▸ **Description of the task**
Output only the lines from the one holding "Find every instance of the gonher" to the end of the data below, please, copied exactly.

▸ **Input**
··········

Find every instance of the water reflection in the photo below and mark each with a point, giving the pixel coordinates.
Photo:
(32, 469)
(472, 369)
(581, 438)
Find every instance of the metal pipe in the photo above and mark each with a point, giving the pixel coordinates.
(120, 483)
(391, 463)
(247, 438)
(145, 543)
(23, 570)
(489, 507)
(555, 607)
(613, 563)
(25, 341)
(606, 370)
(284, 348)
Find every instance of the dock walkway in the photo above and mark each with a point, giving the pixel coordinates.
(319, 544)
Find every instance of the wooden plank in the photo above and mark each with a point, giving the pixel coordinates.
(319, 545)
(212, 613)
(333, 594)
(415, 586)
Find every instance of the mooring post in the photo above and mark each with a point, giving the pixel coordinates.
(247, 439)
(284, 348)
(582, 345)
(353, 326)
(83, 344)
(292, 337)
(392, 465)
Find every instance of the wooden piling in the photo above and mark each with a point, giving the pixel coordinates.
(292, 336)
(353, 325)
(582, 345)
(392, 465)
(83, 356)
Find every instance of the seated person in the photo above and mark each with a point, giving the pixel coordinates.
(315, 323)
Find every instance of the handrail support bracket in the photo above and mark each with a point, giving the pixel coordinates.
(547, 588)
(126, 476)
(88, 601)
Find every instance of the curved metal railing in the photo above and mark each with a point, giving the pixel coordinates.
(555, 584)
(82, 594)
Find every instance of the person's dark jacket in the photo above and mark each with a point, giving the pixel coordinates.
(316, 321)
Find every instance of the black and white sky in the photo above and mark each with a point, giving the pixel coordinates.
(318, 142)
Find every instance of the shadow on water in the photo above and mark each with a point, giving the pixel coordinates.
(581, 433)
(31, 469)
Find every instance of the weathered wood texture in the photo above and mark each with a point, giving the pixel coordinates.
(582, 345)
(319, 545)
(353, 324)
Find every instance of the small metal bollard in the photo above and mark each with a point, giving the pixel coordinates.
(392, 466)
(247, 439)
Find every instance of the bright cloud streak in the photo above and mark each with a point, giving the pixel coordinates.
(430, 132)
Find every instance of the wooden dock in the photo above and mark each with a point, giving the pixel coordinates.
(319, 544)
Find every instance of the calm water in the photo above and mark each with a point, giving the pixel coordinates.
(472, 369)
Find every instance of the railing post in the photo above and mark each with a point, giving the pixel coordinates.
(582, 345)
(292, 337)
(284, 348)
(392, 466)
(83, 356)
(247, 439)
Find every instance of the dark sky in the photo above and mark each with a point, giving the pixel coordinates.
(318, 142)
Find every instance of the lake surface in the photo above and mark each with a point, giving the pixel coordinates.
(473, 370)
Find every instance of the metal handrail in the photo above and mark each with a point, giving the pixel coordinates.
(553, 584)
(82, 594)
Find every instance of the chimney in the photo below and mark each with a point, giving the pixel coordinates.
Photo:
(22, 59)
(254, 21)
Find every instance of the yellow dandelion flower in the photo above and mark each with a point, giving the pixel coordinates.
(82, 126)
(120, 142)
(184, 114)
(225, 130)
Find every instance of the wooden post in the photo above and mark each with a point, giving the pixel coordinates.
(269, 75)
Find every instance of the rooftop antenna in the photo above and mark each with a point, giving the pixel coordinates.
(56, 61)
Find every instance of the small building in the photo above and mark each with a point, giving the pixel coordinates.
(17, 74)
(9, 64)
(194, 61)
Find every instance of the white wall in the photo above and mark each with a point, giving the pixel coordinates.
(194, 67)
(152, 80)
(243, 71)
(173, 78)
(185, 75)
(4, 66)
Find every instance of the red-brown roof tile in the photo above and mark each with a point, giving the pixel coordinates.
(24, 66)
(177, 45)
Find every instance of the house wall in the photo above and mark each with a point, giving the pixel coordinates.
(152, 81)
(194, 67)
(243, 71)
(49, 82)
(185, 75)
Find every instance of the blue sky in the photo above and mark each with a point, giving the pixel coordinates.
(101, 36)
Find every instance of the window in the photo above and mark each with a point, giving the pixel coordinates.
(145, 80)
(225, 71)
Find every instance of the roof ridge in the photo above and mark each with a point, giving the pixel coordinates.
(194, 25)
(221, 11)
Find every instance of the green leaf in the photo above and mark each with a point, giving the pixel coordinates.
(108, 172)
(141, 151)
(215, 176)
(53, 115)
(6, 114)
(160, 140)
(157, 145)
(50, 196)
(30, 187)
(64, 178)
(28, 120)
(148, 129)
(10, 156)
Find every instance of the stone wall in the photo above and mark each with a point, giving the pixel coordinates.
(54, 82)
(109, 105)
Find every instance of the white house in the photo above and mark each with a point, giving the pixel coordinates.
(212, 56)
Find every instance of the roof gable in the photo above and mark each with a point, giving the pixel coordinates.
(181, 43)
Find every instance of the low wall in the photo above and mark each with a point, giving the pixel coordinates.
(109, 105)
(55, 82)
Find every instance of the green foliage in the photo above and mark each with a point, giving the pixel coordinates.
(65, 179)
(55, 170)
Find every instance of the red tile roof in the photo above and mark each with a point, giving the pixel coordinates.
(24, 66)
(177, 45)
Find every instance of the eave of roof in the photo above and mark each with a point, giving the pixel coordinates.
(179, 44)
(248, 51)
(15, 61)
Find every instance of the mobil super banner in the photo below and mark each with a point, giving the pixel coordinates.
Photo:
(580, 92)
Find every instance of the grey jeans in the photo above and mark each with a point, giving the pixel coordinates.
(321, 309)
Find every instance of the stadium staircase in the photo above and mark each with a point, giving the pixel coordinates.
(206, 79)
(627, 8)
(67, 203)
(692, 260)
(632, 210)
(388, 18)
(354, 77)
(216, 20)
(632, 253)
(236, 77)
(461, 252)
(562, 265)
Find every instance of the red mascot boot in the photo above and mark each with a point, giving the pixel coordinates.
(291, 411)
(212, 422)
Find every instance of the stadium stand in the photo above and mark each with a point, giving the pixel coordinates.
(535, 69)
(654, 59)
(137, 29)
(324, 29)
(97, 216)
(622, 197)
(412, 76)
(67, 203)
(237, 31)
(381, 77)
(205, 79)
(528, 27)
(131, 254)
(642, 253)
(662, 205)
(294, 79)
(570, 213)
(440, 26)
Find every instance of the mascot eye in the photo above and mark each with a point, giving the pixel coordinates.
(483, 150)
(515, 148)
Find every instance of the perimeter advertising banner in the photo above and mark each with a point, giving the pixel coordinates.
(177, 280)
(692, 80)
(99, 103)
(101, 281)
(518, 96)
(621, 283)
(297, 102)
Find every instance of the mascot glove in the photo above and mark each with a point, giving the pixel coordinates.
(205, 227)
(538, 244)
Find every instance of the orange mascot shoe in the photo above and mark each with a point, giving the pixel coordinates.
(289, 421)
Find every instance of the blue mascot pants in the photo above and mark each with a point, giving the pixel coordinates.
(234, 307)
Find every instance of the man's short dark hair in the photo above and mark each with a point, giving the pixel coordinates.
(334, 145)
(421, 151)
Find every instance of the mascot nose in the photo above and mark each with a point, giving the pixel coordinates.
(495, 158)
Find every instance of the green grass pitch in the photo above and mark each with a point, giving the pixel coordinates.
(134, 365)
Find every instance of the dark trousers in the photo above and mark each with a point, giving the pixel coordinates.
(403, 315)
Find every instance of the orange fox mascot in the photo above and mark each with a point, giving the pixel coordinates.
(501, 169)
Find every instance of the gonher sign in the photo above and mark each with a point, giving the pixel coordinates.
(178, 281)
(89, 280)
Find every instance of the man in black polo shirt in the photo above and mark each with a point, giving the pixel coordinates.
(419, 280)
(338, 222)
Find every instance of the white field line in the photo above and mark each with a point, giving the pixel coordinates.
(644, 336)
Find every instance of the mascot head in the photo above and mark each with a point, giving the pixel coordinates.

··········

▸ **Solution for this exercise**
Find every instance of the gonher sign in the photo above and mark each with a point, giving the pixel coordinates.
(178, 281)
(89, 280)
Find every instance of the man in black polo shirt in the photo above and mark each with a point, giving the pixel coordinates.
(419, 280)
(338, 222)
Find every instance of the white field line in the photo above and mark each with a point, giving the pixel coordinates.
(644, 336)
Find every instance of the mascot head in the photo above and mark each with a point, giving the pixel coordinates.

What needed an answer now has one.